Monday, September 04, 2006

The Politics of Pretty


The picture above is of Angelina Jolie, certainly one of the world's most beautiful women. The picture below is of Brad Pitt, her new husband, and probably one of the best-looking men around. These are very 'pretty people'.
Beauty has power in this society. Everyone strives for it. Many achieve it. People love the power and control it gives them over other people. They like the options. A beautiful woman can use it to filter out the less desirable men and just accept the most desirable men. The better-looking, rich, powerful, successful men that they want most.
We, as a society, give them that power. Here are pictures also of Catherine Zeta-Jones, another spectacular beauty I first saw her in The Mark of Zorro, and thought she was the most beautiful Latin woman I had ever seen. As it turns out - she is Welsh! Nevertheless, I have seen her in many movies since as her beauty continues unabated, even when pregnant, she was gorgeous.
And let's not forget a classic beauty. Raquel Welsh has been synonymous with extreme beauty and the concept of a sex symbol since the 1960's, and although she is older now, she is still stunningly beautiful. Not just beautiful for her age, but beautiful period - for any woman and age, any time. And yet, she is concerned about her appearance and has a few things to say about beauty. Raquel Welsh said "Having beauty is like having money in the bank, except that instead of gaining value over time, it diminishes over time. Time is the enemy of beauty." She said, "You get used to having the power and wealth that comes from beauty, but you have to face the fact that every day you are going to have a little less than the day before."

:: Work to do ::
**a)** Answer these questions from the post on beauty:
(i) Who is Angelina Jolie's new husband?
(ii) In which movie did the writer first see Catherine Zeta-Jones?
(iii) In the quotation near the end, what is called the enemy of beauty?
**b)** Transcribe the post on beauty word for word, from "Beauty has power" to "they want most.".

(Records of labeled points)
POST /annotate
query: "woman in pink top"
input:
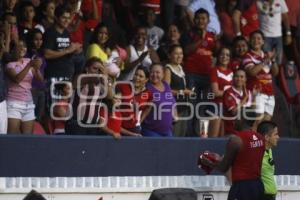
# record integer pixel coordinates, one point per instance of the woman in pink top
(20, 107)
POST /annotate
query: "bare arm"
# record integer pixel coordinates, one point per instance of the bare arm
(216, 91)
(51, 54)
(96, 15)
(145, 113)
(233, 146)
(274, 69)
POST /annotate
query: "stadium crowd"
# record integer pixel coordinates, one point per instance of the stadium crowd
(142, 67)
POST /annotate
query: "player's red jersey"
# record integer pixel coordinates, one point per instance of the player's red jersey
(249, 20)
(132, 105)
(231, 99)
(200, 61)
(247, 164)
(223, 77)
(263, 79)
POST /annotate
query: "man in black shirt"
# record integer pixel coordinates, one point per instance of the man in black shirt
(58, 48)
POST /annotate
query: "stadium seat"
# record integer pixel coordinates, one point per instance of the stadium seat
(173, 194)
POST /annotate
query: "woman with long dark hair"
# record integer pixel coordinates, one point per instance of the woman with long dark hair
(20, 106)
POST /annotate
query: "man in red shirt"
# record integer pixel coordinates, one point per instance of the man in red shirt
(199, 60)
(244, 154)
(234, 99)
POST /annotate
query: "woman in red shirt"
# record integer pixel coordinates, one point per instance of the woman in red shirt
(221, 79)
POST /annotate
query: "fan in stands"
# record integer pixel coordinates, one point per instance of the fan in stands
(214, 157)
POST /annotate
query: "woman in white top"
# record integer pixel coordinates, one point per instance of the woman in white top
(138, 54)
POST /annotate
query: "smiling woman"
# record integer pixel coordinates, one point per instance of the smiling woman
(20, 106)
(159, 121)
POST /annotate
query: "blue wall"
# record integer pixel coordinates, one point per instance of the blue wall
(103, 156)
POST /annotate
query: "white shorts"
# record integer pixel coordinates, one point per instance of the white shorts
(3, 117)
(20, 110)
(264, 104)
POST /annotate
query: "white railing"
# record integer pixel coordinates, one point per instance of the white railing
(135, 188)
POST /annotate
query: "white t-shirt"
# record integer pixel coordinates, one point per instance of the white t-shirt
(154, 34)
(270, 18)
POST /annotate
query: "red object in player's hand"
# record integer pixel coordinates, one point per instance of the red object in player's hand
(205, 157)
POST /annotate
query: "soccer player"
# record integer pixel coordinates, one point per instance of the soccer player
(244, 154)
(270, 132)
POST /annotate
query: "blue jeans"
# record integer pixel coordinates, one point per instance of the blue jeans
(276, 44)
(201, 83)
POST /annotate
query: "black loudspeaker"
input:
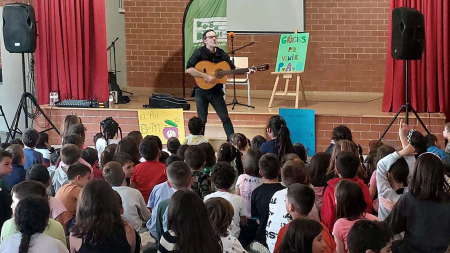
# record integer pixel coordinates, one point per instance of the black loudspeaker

==

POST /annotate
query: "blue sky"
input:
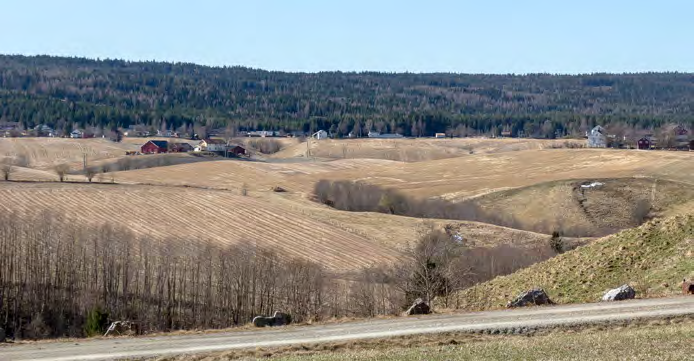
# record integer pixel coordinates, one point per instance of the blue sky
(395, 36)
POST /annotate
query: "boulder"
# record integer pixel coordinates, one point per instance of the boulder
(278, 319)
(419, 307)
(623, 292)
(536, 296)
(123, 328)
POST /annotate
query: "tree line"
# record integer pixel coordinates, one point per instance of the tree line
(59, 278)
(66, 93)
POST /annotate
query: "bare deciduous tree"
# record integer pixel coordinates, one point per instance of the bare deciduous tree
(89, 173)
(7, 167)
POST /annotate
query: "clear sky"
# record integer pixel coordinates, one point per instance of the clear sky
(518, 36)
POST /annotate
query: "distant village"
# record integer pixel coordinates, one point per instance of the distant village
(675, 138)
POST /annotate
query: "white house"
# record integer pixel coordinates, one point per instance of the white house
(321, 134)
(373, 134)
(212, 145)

* * *

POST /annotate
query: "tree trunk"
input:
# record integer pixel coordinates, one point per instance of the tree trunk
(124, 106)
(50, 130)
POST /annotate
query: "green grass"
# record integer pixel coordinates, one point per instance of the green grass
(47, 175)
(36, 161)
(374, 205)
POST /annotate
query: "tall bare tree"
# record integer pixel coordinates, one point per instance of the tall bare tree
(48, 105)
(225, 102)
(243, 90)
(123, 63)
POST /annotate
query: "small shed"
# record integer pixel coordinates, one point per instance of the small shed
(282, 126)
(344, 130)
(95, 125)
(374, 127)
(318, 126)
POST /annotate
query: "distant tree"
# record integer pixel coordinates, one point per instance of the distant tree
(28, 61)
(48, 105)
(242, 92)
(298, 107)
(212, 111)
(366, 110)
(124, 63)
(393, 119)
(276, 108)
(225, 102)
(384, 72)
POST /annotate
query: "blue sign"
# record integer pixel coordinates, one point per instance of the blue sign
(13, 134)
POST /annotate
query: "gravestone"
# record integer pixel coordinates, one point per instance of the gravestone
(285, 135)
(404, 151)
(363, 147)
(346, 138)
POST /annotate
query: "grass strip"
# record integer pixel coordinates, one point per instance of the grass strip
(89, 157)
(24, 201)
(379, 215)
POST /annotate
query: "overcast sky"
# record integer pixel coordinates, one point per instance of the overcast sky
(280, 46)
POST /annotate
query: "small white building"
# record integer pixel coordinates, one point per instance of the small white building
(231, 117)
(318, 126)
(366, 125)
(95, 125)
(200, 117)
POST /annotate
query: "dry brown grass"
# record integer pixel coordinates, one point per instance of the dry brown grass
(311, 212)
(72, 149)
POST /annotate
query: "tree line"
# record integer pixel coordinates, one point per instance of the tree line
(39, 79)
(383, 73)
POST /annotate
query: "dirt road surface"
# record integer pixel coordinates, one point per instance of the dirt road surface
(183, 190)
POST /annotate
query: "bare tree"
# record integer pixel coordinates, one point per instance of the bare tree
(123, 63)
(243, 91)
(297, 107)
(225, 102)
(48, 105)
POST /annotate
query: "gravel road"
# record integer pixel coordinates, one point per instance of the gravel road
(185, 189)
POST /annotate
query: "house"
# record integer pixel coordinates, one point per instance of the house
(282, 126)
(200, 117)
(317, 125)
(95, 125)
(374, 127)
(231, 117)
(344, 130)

:: Outputs ::
**a)**
(i) Brad Pitt
(ii) The Mark of Zorro
(iii) Time

**b)**
Beauty has power in this society. Everyone strives for it. Many achieve it. People love the power and control it gives them over other people. They like the options. A beautiful woman can use it to filter out the less desirable men and just accept the most desirable men. The better-looking, rich, powerful, successful men that they want most.